§ WHAT IS NEEDED: Everything from the line that holds "of the child" through the end of the data below should be output exactly, both ends included.

§ MATERIAL SUPPLIED:
◇ ◇ ◇ ◇ ◇ ◇ ◇

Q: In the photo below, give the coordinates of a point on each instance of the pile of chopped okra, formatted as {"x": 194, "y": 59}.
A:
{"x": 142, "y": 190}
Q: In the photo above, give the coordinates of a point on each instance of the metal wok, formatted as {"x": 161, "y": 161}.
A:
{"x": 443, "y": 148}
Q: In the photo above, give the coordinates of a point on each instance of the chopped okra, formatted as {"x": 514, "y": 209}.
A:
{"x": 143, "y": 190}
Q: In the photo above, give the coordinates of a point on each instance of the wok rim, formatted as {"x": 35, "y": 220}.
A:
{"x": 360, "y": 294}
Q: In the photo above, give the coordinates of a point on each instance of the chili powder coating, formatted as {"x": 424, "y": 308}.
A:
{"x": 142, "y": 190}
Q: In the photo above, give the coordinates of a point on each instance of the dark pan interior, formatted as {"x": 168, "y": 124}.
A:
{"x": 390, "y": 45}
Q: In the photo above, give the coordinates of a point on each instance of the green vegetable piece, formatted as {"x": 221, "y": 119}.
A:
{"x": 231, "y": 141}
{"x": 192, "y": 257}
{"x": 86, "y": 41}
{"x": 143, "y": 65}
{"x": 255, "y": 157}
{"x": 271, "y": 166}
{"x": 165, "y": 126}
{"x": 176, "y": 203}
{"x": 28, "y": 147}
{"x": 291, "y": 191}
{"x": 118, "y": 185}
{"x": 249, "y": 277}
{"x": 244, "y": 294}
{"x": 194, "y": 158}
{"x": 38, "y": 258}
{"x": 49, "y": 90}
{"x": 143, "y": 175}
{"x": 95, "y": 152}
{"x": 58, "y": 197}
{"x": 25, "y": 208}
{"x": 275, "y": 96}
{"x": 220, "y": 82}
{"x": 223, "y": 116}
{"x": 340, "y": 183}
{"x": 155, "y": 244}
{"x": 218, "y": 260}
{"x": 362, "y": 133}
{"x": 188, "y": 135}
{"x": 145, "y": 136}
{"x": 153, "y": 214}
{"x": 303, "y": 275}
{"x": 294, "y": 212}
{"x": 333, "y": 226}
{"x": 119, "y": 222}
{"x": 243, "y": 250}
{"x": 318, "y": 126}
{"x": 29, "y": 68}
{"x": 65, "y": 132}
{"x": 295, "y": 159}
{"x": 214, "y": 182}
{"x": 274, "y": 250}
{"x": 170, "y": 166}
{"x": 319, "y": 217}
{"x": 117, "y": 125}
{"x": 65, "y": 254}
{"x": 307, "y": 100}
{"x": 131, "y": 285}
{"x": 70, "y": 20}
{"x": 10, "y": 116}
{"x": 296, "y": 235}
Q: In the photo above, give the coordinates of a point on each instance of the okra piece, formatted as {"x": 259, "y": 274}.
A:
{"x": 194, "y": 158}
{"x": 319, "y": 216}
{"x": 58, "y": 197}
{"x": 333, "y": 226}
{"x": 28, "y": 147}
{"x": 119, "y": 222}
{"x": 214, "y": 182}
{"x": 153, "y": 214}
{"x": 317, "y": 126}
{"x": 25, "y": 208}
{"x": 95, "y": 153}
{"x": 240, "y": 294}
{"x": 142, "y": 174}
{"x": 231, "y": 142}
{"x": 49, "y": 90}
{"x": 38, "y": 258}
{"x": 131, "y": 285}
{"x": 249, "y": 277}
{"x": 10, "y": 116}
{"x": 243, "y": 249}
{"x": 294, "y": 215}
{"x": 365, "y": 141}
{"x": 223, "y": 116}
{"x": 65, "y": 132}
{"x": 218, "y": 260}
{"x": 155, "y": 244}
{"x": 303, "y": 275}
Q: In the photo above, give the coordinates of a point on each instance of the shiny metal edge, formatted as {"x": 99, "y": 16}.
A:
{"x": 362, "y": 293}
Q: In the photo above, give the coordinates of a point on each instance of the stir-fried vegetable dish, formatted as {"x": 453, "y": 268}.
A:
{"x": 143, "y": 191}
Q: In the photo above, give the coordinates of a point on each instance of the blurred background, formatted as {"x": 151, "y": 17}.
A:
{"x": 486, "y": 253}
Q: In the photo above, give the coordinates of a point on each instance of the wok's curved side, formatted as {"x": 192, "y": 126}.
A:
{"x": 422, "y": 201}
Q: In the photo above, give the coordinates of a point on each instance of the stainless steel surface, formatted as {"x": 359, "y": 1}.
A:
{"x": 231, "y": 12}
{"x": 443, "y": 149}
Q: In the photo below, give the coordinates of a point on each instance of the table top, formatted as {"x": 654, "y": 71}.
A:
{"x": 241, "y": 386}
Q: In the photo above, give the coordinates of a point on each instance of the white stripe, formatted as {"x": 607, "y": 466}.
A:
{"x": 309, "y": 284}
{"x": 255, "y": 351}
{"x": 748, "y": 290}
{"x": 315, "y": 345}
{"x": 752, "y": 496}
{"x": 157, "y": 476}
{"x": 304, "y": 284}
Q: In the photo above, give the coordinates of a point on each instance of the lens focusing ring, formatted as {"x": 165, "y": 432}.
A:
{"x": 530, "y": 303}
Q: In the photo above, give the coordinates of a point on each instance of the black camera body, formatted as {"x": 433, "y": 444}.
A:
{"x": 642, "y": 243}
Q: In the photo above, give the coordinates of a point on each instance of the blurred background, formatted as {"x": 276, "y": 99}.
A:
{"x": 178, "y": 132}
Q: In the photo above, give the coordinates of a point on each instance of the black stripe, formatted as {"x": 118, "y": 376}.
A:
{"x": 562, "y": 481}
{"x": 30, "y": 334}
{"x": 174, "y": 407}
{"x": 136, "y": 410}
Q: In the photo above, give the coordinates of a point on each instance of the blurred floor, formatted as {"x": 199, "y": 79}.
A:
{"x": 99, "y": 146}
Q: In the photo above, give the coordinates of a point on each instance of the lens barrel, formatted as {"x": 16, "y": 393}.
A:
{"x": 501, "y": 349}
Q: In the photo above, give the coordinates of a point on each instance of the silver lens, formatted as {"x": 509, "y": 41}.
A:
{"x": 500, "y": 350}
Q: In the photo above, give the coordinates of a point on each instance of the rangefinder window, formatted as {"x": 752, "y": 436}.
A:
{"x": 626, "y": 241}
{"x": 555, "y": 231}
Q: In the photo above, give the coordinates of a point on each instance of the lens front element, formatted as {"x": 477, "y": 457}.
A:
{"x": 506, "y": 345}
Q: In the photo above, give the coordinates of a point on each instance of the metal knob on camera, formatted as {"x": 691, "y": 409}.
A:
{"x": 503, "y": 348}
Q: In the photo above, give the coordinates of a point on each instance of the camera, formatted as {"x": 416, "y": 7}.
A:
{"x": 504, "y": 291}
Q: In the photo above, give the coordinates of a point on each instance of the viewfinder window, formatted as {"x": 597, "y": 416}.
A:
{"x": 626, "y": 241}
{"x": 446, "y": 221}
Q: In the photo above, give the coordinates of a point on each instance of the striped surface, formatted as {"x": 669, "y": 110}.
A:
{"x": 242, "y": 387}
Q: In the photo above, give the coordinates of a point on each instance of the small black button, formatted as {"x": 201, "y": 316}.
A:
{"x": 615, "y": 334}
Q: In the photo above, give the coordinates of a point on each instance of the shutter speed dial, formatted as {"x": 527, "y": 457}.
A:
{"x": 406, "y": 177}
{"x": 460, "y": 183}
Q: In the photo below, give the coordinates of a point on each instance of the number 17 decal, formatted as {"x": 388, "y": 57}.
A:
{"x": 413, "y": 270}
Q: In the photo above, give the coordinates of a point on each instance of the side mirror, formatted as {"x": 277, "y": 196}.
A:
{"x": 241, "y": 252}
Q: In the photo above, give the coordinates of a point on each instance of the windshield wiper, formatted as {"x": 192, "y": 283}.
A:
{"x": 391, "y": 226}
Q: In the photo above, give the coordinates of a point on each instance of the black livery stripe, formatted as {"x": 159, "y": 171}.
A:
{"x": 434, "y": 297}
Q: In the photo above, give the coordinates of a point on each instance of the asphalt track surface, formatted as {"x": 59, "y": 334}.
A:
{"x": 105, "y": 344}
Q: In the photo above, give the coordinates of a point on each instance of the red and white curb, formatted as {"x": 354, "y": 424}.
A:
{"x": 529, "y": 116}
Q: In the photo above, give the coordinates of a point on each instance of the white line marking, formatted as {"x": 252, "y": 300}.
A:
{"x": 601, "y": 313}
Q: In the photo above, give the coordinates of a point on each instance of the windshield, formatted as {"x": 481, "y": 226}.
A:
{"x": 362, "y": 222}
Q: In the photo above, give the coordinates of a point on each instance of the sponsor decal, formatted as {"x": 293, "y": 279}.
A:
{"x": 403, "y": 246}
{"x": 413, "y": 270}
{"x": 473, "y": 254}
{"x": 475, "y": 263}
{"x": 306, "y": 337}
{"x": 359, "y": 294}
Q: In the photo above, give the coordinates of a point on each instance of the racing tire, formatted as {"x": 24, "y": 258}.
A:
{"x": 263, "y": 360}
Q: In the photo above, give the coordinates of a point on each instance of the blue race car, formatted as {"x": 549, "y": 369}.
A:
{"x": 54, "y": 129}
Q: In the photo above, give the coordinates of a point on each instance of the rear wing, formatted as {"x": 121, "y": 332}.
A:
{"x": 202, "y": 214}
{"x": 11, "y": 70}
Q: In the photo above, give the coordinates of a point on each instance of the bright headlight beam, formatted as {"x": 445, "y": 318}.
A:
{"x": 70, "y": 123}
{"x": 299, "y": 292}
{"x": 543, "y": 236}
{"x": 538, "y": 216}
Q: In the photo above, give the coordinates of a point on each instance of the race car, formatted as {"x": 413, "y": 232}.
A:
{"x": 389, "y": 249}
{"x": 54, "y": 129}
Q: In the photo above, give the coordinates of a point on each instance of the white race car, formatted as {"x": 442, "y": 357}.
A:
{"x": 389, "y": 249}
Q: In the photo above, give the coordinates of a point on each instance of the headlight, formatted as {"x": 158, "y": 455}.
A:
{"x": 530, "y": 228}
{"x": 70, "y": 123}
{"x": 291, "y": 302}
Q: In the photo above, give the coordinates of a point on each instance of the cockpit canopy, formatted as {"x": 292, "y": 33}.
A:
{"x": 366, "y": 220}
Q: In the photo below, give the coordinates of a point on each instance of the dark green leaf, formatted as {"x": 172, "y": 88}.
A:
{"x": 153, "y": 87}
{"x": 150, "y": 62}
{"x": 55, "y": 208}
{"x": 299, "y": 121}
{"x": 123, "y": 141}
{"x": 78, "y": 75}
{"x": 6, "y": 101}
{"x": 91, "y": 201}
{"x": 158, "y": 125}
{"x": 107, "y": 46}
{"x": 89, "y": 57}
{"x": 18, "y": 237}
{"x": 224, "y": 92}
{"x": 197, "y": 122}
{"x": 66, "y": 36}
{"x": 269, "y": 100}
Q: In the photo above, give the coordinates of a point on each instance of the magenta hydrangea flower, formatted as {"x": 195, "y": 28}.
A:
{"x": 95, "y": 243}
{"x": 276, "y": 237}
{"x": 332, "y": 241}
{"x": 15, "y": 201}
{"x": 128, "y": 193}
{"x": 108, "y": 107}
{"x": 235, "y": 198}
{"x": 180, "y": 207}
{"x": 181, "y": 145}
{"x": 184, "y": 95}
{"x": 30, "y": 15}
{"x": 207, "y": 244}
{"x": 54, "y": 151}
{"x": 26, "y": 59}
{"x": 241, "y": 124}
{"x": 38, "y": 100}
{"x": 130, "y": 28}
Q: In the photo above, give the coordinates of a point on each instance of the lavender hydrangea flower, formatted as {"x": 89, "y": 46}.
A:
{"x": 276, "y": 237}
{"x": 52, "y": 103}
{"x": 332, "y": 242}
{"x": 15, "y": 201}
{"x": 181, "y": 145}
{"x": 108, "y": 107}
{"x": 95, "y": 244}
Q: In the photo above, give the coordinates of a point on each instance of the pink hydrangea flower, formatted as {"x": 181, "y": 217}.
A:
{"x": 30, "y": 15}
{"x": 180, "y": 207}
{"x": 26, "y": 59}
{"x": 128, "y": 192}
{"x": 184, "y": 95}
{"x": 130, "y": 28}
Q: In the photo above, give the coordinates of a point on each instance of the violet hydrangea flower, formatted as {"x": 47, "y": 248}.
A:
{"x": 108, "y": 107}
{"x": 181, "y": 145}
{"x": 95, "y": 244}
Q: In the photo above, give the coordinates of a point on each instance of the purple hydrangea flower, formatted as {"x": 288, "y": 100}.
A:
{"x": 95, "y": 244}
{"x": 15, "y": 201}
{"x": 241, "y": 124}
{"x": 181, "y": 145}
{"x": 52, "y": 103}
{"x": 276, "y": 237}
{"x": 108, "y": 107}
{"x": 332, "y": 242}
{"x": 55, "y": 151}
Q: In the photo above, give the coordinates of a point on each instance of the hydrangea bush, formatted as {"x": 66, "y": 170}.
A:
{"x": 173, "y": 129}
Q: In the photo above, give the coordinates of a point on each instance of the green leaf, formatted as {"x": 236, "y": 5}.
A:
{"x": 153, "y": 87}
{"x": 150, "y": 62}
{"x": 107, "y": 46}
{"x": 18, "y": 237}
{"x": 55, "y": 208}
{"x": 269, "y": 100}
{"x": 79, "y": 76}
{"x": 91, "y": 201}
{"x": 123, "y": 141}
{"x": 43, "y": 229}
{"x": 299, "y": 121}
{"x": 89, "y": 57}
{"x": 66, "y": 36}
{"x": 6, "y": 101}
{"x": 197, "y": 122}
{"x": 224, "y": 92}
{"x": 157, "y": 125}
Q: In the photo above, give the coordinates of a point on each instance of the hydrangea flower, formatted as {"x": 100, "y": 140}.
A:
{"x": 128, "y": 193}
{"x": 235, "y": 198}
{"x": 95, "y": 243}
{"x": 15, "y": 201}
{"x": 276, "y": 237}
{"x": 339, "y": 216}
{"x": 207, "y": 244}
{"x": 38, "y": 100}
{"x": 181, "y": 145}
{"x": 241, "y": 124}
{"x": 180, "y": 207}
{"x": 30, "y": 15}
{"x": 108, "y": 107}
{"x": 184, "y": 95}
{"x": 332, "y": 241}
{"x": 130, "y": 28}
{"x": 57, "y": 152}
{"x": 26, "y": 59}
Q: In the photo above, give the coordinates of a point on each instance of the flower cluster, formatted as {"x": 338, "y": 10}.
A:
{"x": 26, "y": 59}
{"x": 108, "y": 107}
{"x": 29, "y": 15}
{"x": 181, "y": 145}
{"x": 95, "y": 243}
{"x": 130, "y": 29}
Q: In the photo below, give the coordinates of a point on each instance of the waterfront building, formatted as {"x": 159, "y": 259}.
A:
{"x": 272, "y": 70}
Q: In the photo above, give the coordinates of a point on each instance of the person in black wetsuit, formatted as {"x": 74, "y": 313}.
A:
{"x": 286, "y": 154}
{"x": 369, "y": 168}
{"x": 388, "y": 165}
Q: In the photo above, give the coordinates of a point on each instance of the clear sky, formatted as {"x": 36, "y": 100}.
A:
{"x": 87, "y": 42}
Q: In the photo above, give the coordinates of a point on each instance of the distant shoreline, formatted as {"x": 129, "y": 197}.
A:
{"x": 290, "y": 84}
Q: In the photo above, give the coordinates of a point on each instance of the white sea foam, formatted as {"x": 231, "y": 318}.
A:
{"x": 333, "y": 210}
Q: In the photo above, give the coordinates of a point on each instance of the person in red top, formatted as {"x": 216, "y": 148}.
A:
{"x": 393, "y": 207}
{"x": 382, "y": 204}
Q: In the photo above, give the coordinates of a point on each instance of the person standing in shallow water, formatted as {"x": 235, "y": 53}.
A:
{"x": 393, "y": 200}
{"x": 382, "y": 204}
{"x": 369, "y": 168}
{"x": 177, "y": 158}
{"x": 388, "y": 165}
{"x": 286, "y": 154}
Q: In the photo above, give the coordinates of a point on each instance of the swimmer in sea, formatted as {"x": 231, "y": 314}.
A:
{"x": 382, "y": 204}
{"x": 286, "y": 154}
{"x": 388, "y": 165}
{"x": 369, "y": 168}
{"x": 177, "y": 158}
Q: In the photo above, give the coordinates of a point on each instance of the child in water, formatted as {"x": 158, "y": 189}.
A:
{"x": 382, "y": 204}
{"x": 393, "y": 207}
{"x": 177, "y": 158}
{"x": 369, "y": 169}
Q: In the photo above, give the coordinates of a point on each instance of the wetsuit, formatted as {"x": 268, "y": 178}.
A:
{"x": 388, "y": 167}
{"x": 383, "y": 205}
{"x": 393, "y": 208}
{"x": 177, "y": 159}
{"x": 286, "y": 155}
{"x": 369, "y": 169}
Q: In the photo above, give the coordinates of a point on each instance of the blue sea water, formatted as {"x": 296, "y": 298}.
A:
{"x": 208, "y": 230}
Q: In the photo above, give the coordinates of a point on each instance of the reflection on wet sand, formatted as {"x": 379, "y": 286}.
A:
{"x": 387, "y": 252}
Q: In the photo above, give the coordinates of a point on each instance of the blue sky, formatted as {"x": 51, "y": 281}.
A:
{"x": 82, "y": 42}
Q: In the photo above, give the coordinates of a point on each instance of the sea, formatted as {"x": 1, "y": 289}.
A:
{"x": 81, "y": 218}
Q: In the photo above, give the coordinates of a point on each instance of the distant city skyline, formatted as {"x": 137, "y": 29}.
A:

◇ ◇ ◇ ◇ ◇ ◇ ◇

§ OUTPUT BELOW:
Q: In the photo above, give the coordinates of a point on each instance of the child in water, formatted as {"x": 158, "y": 189}.
A:
{"x": 382, "y": 204}
{"x": 393, "y": 207}
{"x": 177, "y": 158}
{"x": 369, "y": 169}
Q: In the photo above, give the coordinates of a point on each instance of the wetsuit, formatted as {"x": 268, "y": 178}.
A:
{"x": 388, "y": 167}
{"x": 383, "y": 205}
{"x": 393, "y": 208}
{"x": 177, "y": 159}
{"x": 286, "y": 155}
{"x": 369, "y": 169}
Q: In the photo above, give the coordinates of a point on each instance of the blue sea water, formatted as {"x": 296, "y": 298}.
A:
{"x": 208, "y": 230}
Q: In the photo above, give the coordinates of a point on each instance of the reflection on wet sand, formatted as {"x": 379, "y": 286}.
A:
{"x": 387, "y": 252}
Q: In the photo above, give the coordinates of a point on each instance of the blue sky, formatted as {"x": 51, "y": 281}.
A:
{"x": 82, "y": 42}
Q: In the photo above, give the coordinates of a point on each instance of the sea, formatted as {"x": 1, "y": 289}.
A:
{"x": 81, "y": 218}
Q: In the photo above, give the coordinates of a point on each instance of the distant city skyline, formatted as {"x": 137, "y": 29}.
A:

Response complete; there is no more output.